[Natural-language object grounding data]
-- -- --

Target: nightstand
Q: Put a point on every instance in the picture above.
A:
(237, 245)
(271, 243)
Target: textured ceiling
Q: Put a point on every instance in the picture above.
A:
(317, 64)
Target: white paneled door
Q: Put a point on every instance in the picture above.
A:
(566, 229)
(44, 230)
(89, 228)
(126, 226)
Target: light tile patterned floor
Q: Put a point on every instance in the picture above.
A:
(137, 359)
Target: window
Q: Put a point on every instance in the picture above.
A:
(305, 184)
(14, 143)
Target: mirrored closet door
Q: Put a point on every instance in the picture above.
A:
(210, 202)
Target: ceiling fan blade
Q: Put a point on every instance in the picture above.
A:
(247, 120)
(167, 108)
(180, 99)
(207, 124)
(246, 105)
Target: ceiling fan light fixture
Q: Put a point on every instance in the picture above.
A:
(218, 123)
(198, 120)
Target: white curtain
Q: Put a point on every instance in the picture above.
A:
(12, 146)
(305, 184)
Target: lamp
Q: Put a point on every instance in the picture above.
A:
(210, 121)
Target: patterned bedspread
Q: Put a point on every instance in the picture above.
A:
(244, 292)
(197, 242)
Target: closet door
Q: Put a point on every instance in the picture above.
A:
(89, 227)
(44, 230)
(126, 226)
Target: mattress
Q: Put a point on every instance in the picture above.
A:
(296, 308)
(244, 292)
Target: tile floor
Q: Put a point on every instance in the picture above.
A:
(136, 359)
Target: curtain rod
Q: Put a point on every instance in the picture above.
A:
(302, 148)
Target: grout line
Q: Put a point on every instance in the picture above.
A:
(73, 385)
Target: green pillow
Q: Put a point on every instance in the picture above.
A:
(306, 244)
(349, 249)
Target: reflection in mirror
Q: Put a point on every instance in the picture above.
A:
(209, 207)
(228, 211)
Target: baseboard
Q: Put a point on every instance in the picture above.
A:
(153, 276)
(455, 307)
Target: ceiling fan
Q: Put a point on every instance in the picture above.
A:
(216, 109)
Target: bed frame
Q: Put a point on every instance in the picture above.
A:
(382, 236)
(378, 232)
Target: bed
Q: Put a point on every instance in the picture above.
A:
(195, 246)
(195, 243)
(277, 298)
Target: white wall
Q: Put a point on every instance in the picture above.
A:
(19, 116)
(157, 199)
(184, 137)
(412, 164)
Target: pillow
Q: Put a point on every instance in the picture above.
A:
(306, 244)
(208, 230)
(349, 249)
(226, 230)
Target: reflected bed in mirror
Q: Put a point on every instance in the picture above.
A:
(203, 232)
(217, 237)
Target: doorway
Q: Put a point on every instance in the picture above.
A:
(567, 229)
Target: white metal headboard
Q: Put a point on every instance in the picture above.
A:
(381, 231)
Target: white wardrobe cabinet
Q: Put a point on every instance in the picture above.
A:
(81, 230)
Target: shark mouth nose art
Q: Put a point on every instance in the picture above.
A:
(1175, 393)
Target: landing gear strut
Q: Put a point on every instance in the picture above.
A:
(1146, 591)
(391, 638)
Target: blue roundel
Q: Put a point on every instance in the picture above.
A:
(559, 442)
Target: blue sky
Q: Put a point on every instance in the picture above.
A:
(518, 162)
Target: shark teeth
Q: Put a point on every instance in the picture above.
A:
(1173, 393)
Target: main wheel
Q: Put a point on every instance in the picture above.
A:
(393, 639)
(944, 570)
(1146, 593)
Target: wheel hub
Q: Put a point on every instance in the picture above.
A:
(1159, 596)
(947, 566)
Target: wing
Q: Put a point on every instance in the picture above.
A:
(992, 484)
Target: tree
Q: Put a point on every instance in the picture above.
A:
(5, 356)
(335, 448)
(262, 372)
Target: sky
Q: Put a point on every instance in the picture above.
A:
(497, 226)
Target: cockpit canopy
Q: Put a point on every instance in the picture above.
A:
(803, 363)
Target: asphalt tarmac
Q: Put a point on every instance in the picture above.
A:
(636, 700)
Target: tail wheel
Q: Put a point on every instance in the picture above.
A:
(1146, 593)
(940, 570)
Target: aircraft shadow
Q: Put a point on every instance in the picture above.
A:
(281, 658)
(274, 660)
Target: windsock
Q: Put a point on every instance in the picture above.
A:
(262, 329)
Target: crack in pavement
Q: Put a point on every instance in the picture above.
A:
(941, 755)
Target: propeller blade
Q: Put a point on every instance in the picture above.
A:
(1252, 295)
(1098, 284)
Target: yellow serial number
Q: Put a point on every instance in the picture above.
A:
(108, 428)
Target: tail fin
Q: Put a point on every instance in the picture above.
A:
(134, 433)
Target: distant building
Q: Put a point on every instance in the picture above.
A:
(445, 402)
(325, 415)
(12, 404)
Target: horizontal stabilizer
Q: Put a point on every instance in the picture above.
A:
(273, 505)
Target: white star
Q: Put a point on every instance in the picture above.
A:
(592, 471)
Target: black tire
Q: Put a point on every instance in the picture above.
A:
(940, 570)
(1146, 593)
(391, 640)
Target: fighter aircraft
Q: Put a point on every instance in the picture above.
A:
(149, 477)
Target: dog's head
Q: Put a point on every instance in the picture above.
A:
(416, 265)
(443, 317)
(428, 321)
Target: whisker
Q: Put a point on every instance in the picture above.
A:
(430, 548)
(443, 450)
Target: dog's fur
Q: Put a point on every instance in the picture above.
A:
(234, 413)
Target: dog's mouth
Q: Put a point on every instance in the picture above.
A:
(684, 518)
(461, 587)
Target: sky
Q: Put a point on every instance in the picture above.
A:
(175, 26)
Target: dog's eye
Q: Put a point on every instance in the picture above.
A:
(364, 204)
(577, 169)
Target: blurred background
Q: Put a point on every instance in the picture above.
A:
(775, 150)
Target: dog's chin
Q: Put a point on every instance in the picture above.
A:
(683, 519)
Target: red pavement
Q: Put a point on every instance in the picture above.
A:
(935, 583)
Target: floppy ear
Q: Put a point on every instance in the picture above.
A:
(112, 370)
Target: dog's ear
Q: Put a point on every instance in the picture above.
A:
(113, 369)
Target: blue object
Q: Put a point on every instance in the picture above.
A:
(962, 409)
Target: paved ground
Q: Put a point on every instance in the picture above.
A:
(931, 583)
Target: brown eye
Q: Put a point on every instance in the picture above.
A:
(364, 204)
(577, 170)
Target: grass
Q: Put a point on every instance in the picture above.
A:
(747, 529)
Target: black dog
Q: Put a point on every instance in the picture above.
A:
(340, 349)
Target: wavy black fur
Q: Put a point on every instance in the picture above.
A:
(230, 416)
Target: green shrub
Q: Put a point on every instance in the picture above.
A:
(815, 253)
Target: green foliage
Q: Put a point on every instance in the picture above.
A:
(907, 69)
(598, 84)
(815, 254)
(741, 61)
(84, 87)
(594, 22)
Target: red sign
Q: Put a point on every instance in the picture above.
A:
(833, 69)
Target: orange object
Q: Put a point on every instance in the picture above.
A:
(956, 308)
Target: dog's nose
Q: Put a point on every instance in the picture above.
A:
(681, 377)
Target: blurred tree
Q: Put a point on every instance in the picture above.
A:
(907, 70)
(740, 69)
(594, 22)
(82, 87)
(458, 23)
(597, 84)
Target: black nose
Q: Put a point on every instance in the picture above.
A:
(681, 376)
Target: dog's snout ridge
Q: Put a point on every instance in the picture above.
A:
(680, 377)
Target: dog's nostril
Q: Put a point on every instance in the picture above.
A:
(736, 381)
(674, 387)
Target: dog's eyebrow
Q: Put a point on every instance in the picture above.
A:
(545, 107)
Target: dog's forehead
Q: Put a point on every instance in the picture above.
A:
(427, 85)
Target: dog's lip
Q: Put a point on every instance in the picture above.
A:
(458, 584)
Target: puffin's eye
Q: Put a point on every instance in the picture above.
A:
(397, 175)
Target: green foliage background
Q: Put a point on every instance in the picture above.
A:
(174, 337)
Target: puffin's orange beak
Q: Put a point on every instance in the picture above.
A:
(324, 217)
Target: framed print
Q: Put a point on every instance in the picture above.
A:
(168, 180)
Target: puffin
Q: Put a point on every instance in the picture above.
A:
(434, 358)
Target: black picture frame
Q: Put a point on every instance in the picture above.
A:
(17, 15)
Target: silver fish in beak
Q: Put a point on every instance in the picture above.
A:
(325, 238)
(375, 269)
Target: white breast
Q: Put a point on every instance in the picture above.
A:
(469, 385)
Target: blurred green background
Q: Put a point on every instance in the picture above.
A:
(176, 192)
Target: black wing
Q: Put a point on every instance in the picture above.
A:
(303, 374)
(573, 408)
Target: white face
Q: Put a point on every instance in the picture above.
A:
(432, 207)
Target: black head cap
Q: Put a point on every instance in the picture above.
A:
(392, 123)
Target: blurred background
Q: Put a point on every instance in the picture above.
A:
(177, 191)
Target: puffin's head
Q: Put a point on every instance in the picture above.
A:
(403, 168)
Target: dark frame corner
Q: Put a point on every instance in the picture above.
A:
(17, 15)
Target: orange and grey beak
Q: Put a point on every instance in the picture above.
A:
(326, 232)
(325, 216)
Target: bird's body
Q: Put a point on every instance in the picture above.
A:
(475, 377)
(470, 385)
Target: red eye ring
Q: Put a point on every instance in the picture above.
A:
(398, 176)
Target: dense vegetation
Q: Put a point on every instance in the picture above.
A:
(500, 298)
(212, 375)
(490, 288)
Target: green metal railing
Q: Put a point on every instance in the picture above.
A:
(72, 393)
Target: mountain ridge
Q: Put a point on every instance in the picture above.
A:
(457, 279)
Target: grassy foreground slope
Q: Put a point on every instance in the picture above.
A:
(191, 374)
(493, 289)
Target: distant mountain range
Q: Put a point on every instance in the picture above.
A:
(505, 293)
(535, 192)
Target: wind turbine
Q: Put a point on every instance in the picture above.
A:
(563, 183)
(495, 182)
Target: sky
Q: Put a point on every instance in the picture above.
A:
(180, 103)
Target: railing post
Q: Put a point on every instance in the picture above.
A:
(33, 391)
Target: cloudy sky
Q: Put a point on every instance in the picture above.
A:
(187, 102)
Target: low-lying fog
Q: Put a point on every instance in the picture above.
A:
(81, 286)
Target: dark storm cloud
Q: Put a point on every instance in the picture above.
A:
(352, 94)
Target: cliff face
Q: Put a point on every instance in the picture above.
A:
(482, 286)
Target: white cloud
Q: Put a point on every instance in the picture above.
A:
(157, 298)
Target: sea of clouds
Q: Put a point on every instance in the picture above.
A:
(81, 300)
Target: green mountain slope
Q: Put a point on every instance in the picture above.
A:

-- -- --

§ PROBLEM STATEMENT
Within the entries above, count the lines that include "face". The answer is that number alone.

§ ANSWER SPACE
2